Copy the rows from the line containing "Pin the broken" through the end of the rows, requests included, and scale each point coordinate in the answers by 1.15, rounding to whole numbers with halves going up. Leave the numbers in the requests and their format samples unchanged, and omit the pictures.
[MATERIAL SHOWN start]
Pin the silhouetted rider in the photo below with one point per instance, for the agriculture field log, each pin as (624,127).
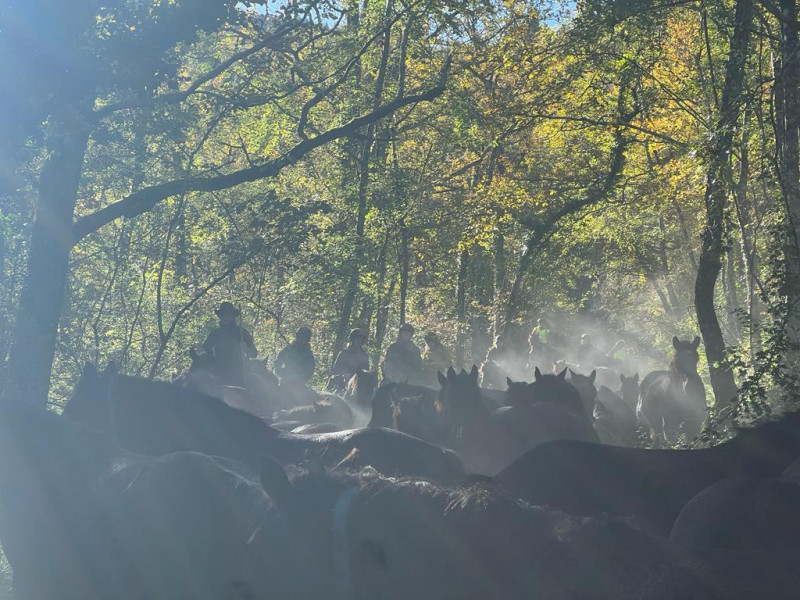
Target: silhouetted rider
(295,363)
(230,344)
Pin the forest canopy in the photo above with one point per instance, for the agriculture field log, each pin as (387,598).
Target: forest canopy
(629,169)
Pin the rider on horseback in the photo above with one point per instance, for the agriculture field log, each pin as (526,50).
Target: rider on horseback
(230,344)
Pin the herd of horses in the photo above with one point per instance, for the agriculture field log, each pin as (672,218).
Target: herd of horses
(147,489)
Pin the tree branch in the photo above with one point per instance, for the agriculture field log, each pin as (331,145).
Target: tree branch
(145,199)
(269,41)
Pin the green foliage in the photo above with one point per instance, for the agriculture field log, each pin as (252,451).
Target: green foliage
(530,115)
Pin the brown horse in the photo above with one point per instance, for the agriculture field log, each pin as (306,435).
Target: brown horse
(672,404)
(156,418)
(386,539)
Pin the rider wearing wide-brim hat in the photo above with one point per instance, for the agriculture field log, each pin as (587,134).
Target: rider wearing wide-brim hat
(353,358)
(230,344)
(403,360)
(295,363)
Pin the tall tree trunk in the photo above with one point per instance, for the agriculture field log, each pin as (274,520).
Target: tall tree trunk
(404,266)
(35,330)
(357,256)
(662,251)
(382,322)
(731,294)
(499,276)
(461,307)
(744,214)
(717,187)
(787,105)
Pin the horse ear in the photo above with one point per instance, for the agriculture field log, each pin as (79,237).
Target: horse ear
(442,379)
(111,369)
(275,482)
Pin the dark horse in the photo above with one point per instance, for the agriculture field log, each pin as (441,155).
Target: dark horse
(83,519)
(156,418)
(673,403)
(489,440)
(389,539)
(652,486)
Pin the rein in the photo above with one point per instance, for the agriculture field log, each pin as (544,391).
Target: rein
(343,575)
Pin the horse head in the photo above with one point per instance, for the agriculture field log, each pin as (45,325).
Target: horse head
(459,400)
(556,390)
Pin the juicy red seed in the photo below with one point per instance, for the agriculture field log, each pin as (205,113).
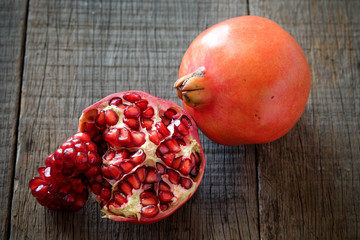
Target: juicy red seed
(162,129)
(124,137)
(132,112)
(84,137)
(100,119)
(138,138)
(148,201)
(79,147)
(151,176)
(147,123)
(91,147)
(164,207)
(162,149)
(142,104)
(186,121)
(181,128)
(116,173)
(132,97)
(168,159)
(176,163)
(186,166)
(166,196)
(171,113)
(174,177)
(173,145)
(134,181)
(120,198)
(126,188)
(133,123)
(194,172)
(111,117)
(105,194)
(154,137)
(163,186)
(116,101)
(186,183)
(141,172)
(126,166)
(161,168)
(148,113)
(138,157)
(166,121)
(150,211)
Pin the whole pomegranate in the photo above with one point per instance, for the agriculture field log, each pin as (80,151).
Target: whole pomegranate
(244,81)
(151,160)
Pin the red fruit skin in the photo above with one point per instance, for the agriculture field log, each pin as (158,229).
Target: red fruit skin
(257,80)
(193,132)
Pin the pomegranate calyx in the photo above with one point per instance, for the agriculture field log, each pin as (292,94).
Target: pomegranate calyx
(192,90)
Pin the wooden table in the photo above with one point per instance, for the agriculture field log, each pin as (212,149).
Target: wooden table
(57,57)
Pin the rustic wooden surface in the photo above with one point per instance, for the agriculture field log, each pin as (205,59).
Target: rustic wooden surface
(57,57)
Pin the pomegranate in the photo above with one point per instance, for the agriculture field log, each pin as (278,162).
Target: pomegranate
(244,81)
(151,160)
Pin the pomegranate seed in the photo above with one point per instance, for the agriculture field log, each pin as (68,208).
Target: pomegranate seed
(138,157)
(181,128)
(115,101)
(186,166)
(138,138)
(141,172)
(147,123)
(105,194)
(132,97)
(168,158)
(186,183)
(111,117)
(150,211)
(126,188)
(132,112)
(162,129)
(163,186)
(100,119)
(160,168)
(165,196)
(174,177)
(148,113)
(133,123)
(142,104)
(120,198)
(152,176)
(176,163)
(126,166)
(171,113)
(173,145)
(134,181)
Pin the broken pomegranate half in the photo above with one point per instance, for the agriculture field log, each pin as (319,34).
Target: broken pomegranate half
(151,159)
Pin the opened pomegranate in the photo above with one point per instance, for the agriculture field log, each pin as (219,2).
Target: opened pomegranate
(152,160)
(244,81)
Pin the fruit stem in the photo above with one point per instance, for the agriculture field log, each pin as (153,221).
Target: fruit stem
(191,88)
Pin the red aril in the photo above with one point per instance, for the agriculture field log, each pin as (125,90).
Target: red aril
(244,81)
(134,179)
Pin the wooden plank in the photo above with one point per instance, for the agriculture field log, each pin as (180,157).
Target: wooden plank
(12,25)
(309,180)
(78,52)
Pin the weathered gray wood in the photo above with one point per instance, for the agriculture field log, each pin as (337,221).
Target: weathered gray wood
(12,24)
(77,52)
(309,180)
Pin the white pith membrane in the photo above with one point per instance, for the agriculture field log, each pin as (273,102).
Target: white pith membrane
(133,207)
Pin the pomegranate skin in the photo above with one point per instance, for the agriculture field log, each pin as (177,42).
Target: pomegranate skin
(255,81)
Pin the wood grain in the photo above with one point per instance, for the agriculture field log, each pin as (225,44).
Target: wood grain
(12,25)
(77,52)
(309,180)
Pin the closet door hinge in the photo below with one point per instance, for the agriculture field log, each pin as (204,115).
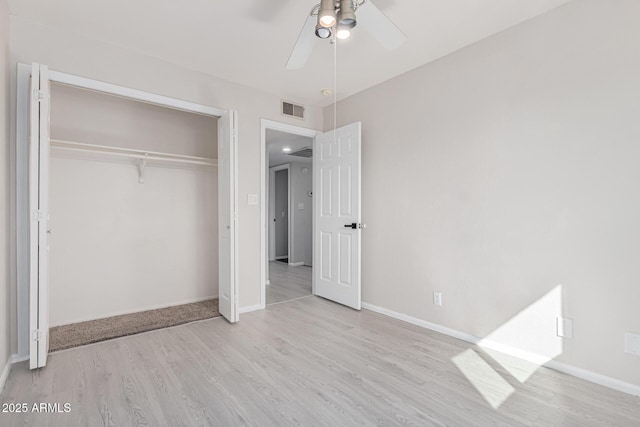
[MATERIAL SHOWN end]
◆ **ANSWER IN FULL**
Pin the broken pomegranate half in the photo above with one point per instance, for the agriculture field log, each pin as (319,34).
Target: broken pomegranate half
(174,183)
Pin the opened pomegranate in the photo above with one point per instance, for the agriculture field log, each pin as (219,2).
Target: opened pomegranate
(175,184)
(281,93)
Pin the fruit stem in the photo above with one point per instance, for the agriculture field log, each pin as (153,221).
Target: fruit stem
(220,101)
Pin the red aril in the photo above with one point per instance, for the agriculture field log, each pin as (125,90).
Target: red aril
(281,93)
(154,206)
Pin the wooden plank in the photo above with one point per instance, for the agriculture field log, each pin as (180,157).
Target: wooden plank
(14,29)
(355,207)
(90,60)
Pin the weathered gray wood in the photo above with one point per instance, for the agriculture field log, each pin as (337,221).
Target: weathered gray wood
(14,28)
(89,60)
(355,207)
Pin the white pith membrane in the photo above with one point per instance, for the agriculture field log, each pin as (273,102).
Target: white pith membrane
(153,238)
Pin the pomegranate skin in the photo above with one point per instance, for the agriculture field log, each pin as (177,42).
Target: pomegranate skin
(293,93)
Pin the wood grain in the photo above with one point per instance, for the agriculture field log, each pin as (225,44).
Target: wood grain
(14,29)
(89,60)
(355,207)
Pin the closet door hinge in the photo below with one point per instance, for the agriculture field log, each pin as (204,115).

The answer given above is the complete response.